TEXTO APRESENTADO |
::::::

Infelizmente, este é ainda o modelo económico corrente no país, que se mantém pobre nos processos de criação de riqueza. Apesar de honrosas exceções este é ainda o padrão de produção que não consegue satisfazer os requisitos atuais da sociedade.
O foco apenas no hardware com carência no esforço quanto ao software e humanware significa apenas fraca eficiência e baixa produtividade nacional (Gonçalo Saraiva Matias) nos negócios (e não apenas no imobiliário). Neste mundo competitivo de alta tecnologia e elevado conhecimento técnico perdem-se as valências que criam efetivo valor, em que o material deve perder peso no computo do valor do produto (bem ou serviço).
Se a sociedade precisa de habitação acessível, e não é apenas no preço/renda, mas também a facilidade nas interligações geográficas (porque a habitação no interior do país até é barata, mas é longe dos centros de criação de riqueza, logo não interessa), este modelo tradicional já não consegue responder.
Suponha-se o exemplo de jovem solteiro na área metropolitana de Lisboa com salário médio de 1.041 € que pretende comprar casa nova, digamos um T1 com área bruta total de 60 m². Para se considerar acessível, a sua taxa de esforço não pode ultrapassar 35%, logo o serviço de divida não pode ser superior a 425 € mensal.
Suponha-se que solicita um empréstimo por 30 anos com uma taxa de juro de 4%. Então, o valor de aquisição do apartamento não pode ser superior a 1.500 €/m² de área bruta para cumprir os requisitos acima mencionados.
Acontece que a produção de habitação corrente na região da Área Metropolitana de Lisboa não consegue o custo de construção unitário inferior a 1.800 €/m² de área bruta. Este inclui o IVA de 23%, e exclui os custos de terreno, projeto, licenciamento, fiscalização, direção de obra, encargos financeiros do construtor e a sua margem para cobrir o risco e remuneração. Mesmo que, em absurdo, se estes itens até fossem grátis, oferecidos por algum benemérito (que não existe) não seria possível satisfazer o requisito para a compra.
Assim, com o modelo tradicional corrente não é possível ter habitação acessível.
A sociedade (e economia) irá ser cada vez mais prejudicada, por exemplo com a contínua emigração de jovens (sobretudo quadros) ou com uma população trabalhadora, cansada pelas muitas horas diárias na deslocação trabalho-casa. Assim, não pode esperar-se que a nossa economia melhore a produtividade.
De alguma forma o mercado precisa de fornecer habitação a preços de venda na ordem de 1.500 €/m² de área bruta ou com rendas mensais de 7 €/m² de área bruta.
Impossível? Talvez não!
Mas, a solução pode estar no âmbito da produção do edificado?

::::::

MATERIAL |
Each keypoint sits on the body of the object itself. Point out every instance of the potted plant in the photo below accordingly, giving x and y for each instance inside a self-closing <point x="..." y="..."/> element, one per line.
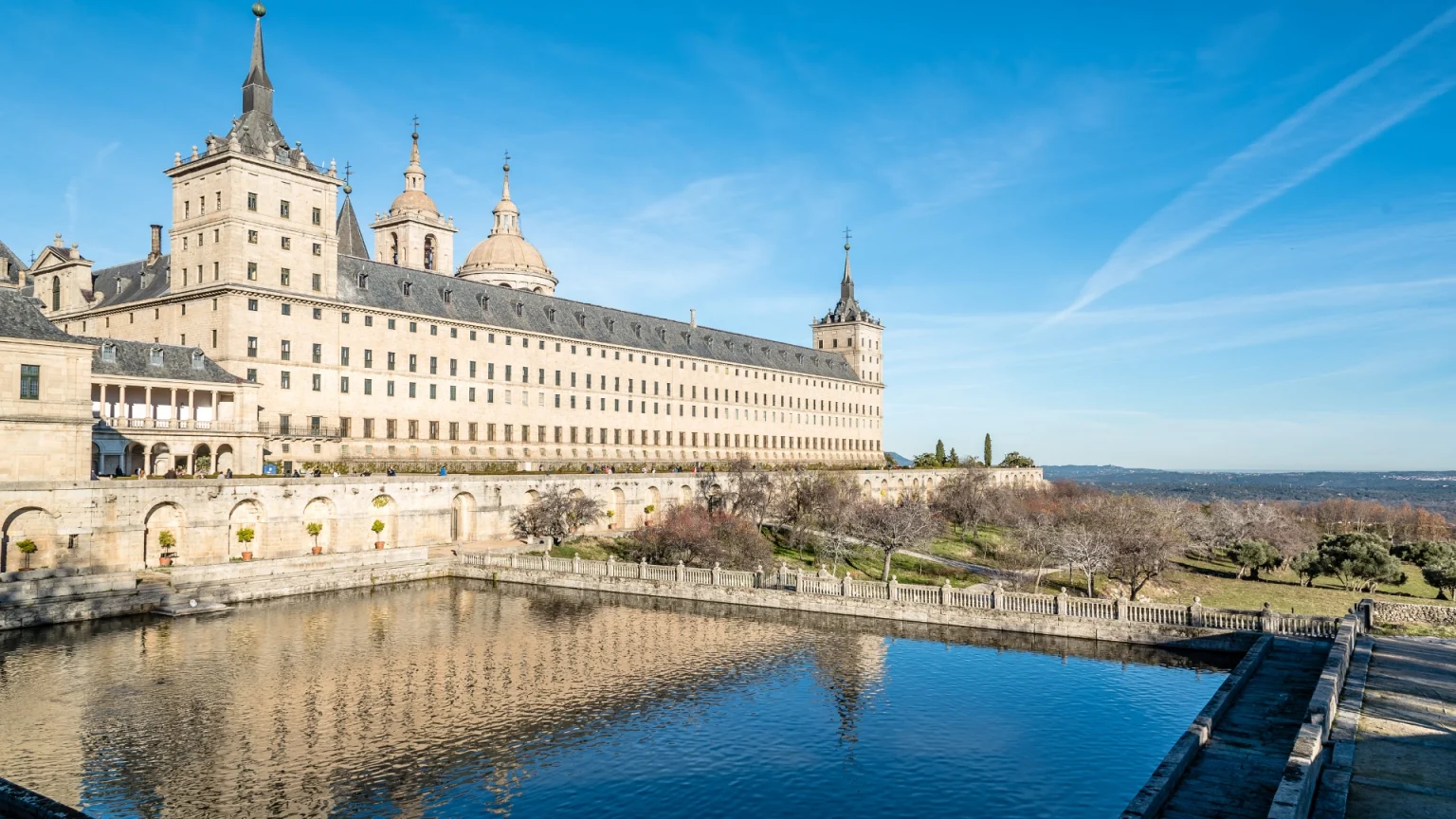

::::::

O QUE SE PEDE |
(1) No texto sobre habitação acessível, qual é a taxa de esforço máxima para que a compra de casa seja considerada acessível?
(2) Transcreva do texto sobre habitação acessível o trecho entre "O foco apenas" e "(bem ou serviço).", inclusive.

RESPOSTAS POR TAREFA |
(1) Não pode ultrapassar 35%.

(2)
O foco apenas no hardware com carência no esforço quanto ao software e humanware significa apenas fraca eficiência e baixa produtividade nacional (Gonçalo Saraiva Matias) nos negócios (e não apenas no imobiliário). Neste mundo competitivo de alta tecnologia e elevado conhecimento técnico perdem-se as valências que criam efetivo valor, em que o material deve perder peso no computo do valor do produto (bem ou serviço).